She insisted she was speaking “out of my great anguish and distress.” Realizing now what had transpired, Eli assured her that she could go in peace for “the God of Israel would grant what she had asked.”
MANY HAVE counted this episode as one of the more outstanding and impressionable pieces of drama literature of the Bible. A woman unfulfilled and forlorn, one who is severely disadvantaged in her wish to be loved by her husband, who is a bit insensitive to her plight. Her breaking tradition to enter the tabernacle court, talk directly to God, and her face-off with the high priest are additional dramatic elements.
But, still, why was this story chosen for the haftarah of the first day of Rosh Hashanah?
One reason provided is that Hannah’s situation naturally echoes the story discussed in the day’s Torah reading, which recounts Sarah giving birth to Isaac after many years of childlessness. Another is that the theme of birth is one of being redeemed and also parallels a sinner seeking to reprieve himself.
The Midrash on Berachot 29a suggests another link. “On Rosh Hashanah, Sarah, Rachel, and Hannah were remembered” in that God decreed they would conceive sons. The Talmud supplies an additional element: that the nine blessings of the Rosh Hashanah Musaf prayer “correspond to the nine mentions of God’s name that Hannah said in her prayer.”
In other words, Hannah made a contribution to the Jewish people as a whole rather than just a personal request for a son. Her words of prayer were incorporated forever into the liturgy.
The Talmud views Hannah’s prayer as the prototype for all silent prayer, as noted at Berachot 31a. One’s voice need not always be spoken aloud. Hannah taught us to speak from the heart, with only our lips moving, our voice not heard.

-- GIVEN ENTRIES --
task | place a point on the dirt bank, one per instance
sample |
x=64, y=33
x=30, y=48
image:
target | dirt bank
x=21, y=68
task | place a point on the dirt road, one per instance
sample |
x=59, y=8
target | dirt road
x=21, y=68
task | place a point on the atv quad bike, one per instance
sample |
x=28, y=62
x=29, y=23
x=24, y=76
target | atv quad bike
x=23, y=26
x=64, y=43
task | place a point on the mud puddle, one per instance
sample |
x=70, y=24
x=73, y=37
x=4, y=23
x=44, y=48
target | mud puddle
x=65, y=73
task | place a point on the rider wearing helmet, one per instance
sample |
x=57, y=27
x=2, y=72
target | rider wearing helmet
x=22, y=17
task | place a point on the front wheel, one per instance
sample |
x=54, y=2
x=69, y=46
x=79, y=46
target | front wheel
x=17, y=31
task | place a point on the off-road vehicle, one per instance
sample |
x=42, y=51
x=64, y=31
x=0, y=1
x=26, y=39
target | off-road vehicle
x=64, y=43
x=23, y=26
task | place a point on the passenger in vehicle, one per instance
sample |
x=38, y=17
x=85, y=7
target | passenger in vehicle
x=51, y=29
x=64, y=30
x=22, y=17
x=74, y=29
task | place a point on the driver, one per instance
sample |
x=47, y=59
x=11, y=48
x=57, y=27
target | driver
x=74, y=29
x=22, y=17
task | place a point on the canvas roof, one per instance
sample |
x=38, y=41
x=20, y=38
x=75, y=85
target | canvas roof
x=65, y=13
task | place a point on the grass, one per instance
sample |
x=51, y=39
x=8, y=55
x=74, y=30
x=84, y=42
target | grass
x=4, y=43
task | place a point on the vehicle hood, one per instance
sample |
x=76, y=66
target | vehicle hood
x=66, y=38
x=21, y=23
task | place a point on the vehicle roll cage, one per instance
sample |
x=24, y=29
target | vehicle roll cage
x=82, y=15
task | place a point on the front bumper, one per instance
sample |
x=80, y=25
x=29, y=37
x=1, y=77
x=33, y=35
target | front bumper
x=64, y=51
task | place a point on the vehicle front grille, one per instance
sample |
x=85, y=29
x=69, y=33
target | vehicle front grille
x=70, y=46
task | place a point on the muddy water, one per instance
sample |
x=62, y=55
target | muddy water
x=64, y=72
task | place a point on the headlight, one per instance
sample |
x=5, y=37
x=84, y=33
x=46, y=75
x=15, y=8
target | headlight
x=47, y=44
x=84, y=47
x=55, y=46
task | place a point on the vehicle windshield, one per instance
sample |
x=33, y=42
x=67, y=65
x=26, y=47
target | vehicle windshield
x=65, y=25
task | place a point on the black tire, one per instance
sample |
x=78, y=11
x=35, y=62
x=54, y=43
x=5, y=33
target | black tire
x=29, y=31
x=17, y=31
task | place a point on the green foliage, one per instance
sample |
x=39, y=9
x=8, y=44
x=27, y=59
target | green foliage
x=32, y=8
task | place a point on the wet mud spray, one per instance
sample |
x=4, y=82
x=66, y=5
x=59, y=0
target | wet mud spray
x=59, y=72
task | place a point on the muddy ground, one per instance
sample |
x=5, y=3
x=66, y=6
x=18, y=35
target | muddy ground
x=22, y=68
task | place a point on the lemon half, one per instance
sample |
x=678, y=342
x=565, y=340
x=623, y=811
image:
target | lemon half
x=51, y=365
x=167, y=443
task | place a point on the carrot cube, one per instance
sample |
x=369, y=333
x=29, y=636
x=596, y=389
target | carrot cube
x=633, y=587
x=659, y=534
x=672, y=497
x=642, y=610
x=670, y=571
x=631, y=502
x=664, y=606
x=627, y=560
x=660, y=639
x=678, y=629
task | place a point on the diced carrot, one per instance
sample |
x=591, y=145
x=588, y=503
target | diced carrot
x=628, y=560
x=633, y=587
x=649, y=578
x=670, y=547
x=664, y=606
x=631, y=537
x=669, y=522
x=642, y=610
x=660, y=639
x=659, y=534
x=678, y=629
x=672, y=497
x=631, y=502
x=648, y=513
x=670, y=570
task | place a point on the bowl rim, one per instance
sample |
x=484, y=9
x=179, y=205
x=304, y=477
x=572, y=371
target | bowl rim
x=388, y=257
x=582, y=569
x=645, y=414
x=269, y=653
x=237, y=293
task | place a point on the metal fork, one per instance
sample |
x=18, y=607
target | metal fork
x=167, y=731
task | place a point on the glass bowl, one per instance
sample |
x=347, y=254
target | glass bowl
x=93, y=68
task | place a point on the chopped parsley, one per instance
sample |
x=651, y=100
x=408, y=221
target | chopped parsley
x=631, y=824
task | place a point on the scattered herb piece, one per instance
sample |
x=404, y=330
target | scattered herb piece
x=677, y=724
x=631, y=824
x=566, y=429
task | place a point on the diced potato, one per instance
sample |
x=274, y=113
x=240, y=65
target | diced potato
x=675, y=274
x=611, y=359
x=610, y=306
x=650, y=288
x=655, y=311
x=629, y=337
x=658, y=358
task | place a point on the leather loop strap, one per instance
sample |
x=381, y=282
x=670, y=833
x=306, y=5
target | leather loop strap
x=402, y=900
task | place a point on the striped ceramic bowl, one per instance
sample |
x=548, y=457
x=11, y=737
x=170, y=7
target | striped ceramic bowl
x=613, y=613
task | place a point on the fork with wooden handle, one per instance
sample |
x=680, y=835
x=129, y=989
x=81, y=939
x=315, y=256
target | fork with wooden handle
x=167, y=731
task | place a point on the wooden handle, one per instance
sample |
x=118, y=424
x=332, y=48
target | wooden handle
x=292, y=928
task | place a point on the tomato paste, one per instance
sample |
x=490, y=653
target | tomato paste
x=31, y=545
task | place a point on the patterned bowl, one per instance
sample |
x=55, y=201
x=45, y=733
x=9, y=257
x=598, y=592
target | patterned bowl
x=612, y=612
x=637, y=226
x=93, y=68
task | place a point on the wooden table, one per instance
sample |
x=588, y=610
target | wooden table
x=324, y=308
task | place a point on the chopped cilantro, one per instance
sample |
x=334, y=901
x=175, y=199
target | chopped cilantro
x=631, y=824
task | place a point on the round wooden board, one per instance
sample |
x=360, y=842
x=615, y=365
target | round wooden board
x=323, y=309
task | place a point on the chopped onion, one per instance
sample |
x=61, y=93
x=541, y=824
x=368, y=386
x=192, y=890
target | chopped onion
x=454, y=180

-- ASSIGNMENT --
Duplicate the Hannah passage between "The Talmud views" and "voice not heard.", inclusive, with no changes.

-- PROBLEM SOLUTION --
The Talmud views Hannah’s prayer as the prototype for all silent prayer, as noted at Berachot 31a. One’s voice need not always be spoken aloud. Hannah taught us to speak from the heart, with only our lips moving, our voice not heard.